_Aim_
Collect every line in the entries that contains the word "sneakers", treating uppercase and lowercase as different.

Items from a data source:
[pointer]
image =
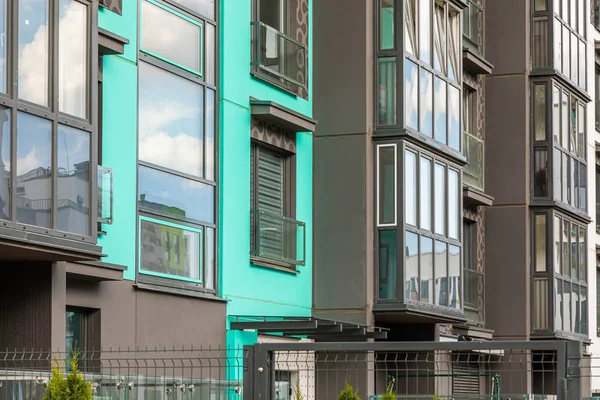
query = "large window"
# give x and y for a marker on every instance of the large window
(559, 272)
(176, 144)
(559, 146)
(565, 22)
(276, 237)
(45, 146)
(430, 59)
(432, 217)
(279, 48)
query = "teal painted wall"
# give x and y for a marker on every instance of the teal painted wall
(255, 290)
(119, 141)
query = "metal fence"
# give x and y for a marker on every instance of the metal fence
(417, 370)
(136, 374)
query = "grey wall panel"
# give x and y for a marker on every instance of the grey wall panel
(25, 312)
(507, 258)
(506, 143)
(506, 36)
(343, 66)
(342, 218)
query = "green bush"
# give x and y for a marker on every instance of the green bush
(390, 393)
(348, 393)
(73, 387)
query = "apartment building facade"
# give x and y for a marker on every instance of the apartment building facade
(110, 166)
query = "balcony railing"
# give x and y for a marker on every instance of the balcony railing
(473, 27)
(277, 238)
(473, 150)
(280, 57)
(105, 196)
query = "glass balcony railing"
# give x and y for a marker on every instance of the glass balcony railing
(280, 57)
(105, 196)
(473, 150)
(277, 238)
(473, 27)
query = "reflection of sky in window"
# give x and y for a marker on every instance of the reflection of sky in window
(34, 143)
(170, 121)
(73, 148)
(33, 51)
(194, 199)
(412, 95)
(169, 43)
(426, 91)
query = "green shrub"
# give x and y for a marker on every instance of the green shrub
(390, 393)
(348, 393)
(73, 387)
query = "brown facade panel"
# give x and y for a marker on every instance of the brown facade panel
(25, 305)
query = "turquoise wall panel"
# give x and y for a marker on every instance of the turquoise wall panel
(123, 25)
(255, 290)
(119, 152)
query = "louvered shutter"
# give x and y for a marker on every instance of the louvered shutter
(465, 380)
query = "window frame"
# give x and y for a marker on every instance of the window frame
(159, 217)
(402, 227)
(551, 147)
(15, 105)
(399, 53)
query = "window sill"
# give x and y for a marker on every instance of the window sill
(266, 263)
(177, 290)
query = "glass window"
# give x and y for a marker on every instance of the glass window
(34, 170)
(427, 270)
(410, 27)
(175, 196)
(170, 121)
(454, 279)
(439, 37)
(412, 285)
(540, 243)
(73, 176)
(386, 20)
(410, 191)
(425, 30)
(205, 8)
(387, 263)
(170, 250)
(441, 273)
(167, 44)
(33, 51)
(440, 199)
(425, 181)
(453, 206)
(540, 112)
(3, 46)
(440, 110)
(541, 173)
(386, 173)
(5, 159)
(411, 101)
(387, 90)
(454, 118)
(426, 103)
(72, 58)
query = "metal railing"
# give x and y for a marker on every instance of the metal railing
(495, 370)
(140, 374)
(474, 151)
(278, 55)
(277, 238)
(473, 19)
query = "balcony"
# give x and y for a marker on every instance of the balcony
(278, 59)
(473, 28)
(276, 239)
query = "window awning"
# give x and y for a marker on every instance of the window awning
(309, 327)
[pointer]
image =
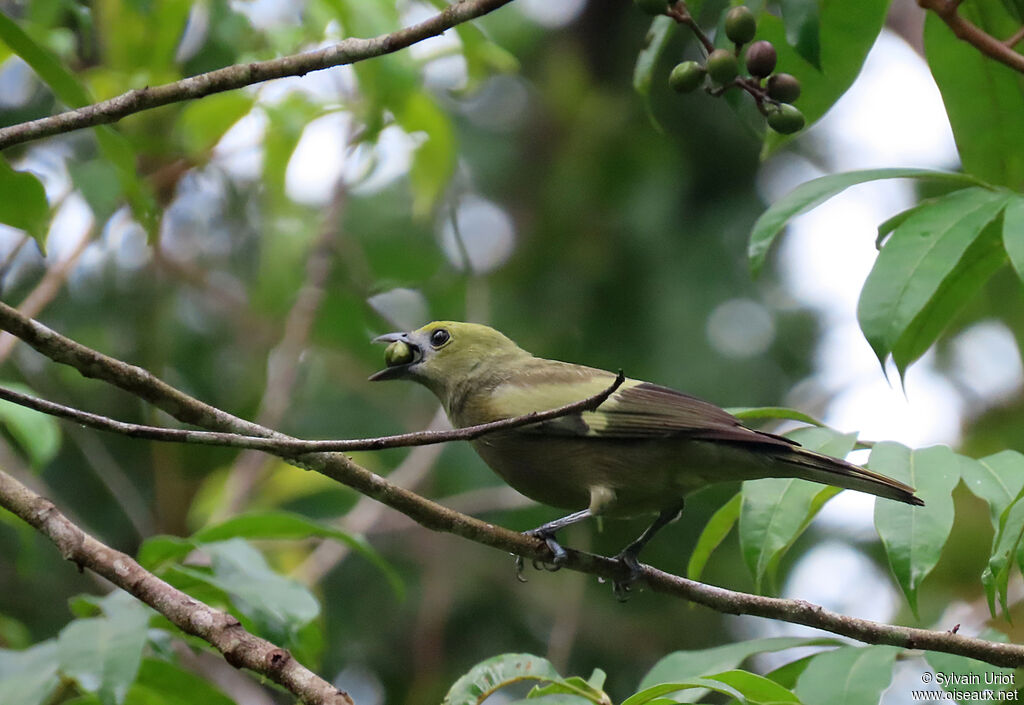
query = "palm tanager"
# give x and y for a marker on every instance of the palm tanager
(640, 452)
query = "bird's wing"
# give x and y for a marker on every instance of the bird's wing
(636, 410)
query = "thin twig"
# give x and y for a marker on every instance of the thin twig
(47, 289)
(438, 517)
(241, 75)
(221, 630)
(974, 35)
(681, 13)
(287, 446)
(283, 362)
(1017, 36)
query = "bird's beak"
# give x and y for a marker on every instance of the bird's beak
(395, 370)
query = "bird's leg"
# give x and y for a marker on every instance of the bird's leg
(546, 533)
(630, 555)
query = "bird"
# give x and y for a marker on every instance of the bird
(641, 452)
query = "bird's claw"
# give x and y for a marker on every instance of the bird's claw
(622, 588)
(559, 555)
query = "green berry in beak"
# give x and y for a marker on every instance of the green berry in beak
(397, 354)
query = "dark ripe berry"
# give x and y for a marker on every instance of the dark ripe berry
(740, 26)
(783, 87)
(785, 119)
(722, 66)
(761, 58)
(686, 77)
(652, 6)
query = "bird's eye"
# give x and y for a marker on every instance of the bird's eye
(439, 337)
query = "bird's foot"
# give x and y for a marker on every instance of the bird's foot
(622, 588)
(558, 553)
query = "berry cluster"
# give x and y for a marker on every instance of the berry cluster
(773, 93)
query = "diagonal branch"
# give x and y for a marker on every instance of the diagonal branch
(974, 35)
(289, 446)
(438, 517)
(241, 75)
(224, 632)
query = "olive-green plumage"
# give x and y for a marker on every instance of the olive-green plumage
(643, 450)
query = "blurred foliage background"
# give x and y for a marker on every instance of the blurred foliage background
(267, 234)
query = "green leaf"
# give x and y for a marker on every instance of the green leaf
(995, 577)
(497, 672)
(758, 413)
(714, 533)
(30, 676)
(757, 689)
(685, 665)
(203, 123)
(989, 677)
(36, 433)
(161, 682)
(983, 98)
(776, 510)
(482, 55)
(851, 675)
(434, 159)
(803, 29)
(932, 263)
(913, 537)
(812, 194)
(742, 686)
(47, 67)
(996, 479)
(278, 605)
(285, 525)
(576, 688)
(788, 674)
(887, 226)
(656, 39)
(100, 185)
(158, 550)
(70, 91)
(102, 654)
(24, 204)
(847, 32)
(1013, 233)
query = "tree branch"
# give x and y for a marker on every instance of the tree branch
(221, 630)
(241, 75)
(288, 446)
(974, 35)
(438, 517)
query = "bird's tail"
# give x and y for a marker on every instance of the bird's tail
(822, 468)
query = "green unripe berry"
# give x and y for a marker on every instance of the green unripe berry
(761, 58)
(722, 66)
(397, 354)
(740, 25)
(686, 77)
(652, 6)
(783, 87)
(785, 119)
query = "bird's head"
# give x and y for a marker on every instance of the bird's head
(444, 355)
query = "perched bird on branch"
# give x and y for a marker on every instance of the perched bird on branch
(640, 452)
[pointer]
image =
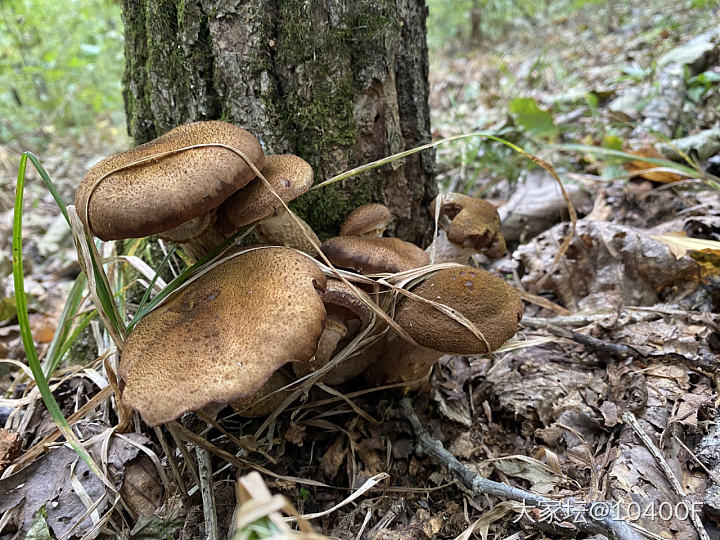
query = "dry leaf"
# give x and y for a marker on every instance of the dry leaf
(646, 170)
(705, 252)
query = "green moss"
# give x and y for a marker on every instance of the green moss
(325, 62)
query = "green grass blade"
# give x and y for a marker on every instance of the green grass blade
(182, 278)
(683, 169)
(53, 356)
(26, 334)
(106, 297)
(77, 330)
(165, 260)
(49, 184)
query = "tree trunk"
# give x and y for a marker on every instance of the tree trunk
(339, 83)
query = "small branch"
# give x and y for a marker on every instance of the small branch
(578, 516)
(631, 421)
(620, 349)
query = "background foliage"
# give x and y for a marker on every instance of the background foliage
(61, 65)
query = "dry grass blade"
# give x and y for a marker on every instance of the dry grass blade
(255, 503)
(367, 486)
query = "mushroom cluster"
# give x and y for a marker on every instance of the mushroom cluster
(249, 325)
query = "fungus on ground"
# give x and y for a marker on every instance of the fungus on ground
(467, 225)
(368, 220)
(290, 176)
(347, 316)
(374, 255)
(174, 181)
(222, 336)
(487, 301)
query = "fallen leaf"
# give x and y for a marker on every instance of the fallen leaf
(705, 252)
(648, 170)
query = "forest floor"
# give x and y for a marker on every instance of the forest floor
(608, 393)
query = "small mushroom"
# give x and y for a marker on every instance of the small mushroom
(222, 336)
(347, 316)
(368, 220)
(487, 301)
(179, 177)
(290, 176)
(467, 225)
(374, 255)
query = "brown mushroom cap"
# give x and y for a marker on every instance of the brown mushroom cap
(367, 220)
(374, 255)
(486, 300)
(290, 176)
(224, 335)
(121, 198)
(470, 223)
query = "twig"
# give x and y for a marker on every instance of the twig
(208, 493)
(620, 349)
(579, 516)
(630, 420)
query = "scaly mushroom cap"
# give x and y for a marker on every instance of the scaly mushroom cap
(486, 300)
(374, 255)
(135, 194)
(367, 220)
(290, 177)
(224, 335)
(470, 223)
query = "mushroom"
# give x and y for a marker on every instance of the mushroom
(374, 255)
(467, 226)
(347, 316)
(222, 336)
(487, 301)
(368, 220)
(177, 179)
(290, 176)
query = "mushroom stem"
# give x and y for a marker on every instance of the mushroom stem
(442, 250)
(402, 362)
(197, 237)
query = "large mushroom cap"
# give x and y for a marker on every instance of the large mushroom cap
(160, 184)
(374, 255)
(290, 176)
(367, 220)
(224, 335)
(470, 223)
(486, 300)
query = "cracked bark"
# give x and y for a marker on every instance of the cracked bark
(338, 83)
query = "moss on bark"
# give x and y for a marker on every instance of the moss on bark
(319, 78)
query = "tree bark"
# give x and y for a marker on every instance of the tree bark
(339, 83)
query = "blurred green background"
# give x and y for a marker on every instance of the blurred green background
(61, 65)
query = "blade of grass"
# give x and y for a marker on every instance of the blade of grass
(53, 356)
(433, 144)
(26, 334)
(677, 167)
(49, 184)
(182, 278)
(165, 260)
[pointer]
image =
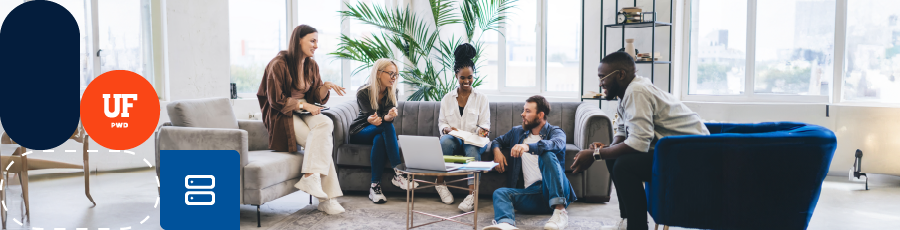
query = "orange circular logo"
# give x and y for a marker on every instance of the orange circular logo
(119, 110)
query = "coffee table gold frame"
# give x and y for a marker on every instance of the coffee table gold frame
(411, 194)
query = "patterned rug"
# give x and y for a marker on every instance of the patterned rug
(364, 215)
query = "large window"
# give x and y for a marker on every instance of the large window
(537, 50)
(563, 56)
(121, 36)
(741, 51)
(793, 55)
(257, 32)
(872, 59)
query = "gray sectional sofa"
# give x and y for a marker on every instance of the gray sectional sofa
(210, 124)
(583, 123)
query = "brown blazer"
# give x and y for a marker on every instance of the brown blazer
(278, 107)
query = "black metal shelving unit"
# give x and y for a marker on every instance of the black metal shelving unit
(653, 25)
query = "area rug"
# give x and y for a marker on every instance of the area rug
(361, 214)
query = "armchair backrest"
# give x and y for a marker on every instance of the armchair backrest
(742, 176)
(202, 113)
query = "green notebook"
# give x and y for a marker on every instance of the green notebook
(457, 159)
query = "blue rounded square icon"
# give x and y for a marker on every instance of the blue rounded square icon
(199, 189)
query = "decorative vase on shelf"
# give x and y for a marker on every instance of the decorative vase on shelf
(629, 48)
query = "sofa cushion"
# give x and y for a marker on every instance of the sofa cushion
(202, 113)
(359, 155)
(267, 168)
(356, 155)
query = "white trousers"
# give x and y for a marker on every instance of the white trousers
(314, 133)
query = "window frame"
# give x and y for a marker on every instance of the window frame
(749, 95)
(291, 15)
(839, 65)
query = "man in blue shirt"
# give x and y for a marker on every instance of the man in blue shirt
(538, 151)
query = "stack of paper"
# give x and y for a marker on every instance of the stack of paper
(479, 166)
(470, 138)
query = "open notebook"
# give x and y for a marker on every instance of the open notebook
(470, 138)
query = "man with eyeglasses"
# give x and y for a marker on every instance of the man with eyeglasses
(646, 114)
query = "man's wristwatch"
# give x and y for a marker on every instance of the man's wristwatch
(597, 156)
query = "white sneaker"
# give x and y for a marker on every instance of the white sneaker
(445, 194)
(559, 220)
(330, 206)
(375, 194)
(468, 204)
(401, 182)
(501, 226)
(312, 185)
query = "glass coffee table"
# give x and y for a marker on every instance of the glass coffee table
(411, 195)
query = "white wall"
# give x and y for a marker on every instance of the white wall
(196, 49)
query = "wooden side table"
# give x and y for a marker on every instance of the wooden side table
(411, 195)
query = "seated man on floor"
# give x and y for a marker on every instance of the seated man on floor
(646, 114)
(539, 149)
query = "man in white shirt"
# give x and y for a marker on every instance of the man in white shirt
(646, 114)
(537, 149)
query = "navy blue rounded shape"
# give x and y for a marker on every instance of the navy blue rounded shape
(39, 81)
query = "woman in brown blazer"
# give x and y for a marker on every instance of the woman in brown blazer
(292, 82)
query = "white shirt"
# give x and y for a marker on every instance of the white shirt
(647, 114)
(475, 113)
(530, 167)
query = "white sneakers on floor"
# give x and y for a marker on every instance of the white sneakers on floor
(312, 185)
(445, 194)
(468, 204)
(559, 220)
(500, 226)
(330, 206)
(375, 194)
(401, 182)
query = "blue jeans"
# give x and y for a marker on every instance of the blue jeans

_Worked answer_
query = "white sneakers on floor"
# give x and y for a marker on every instance of the white sneakers on floor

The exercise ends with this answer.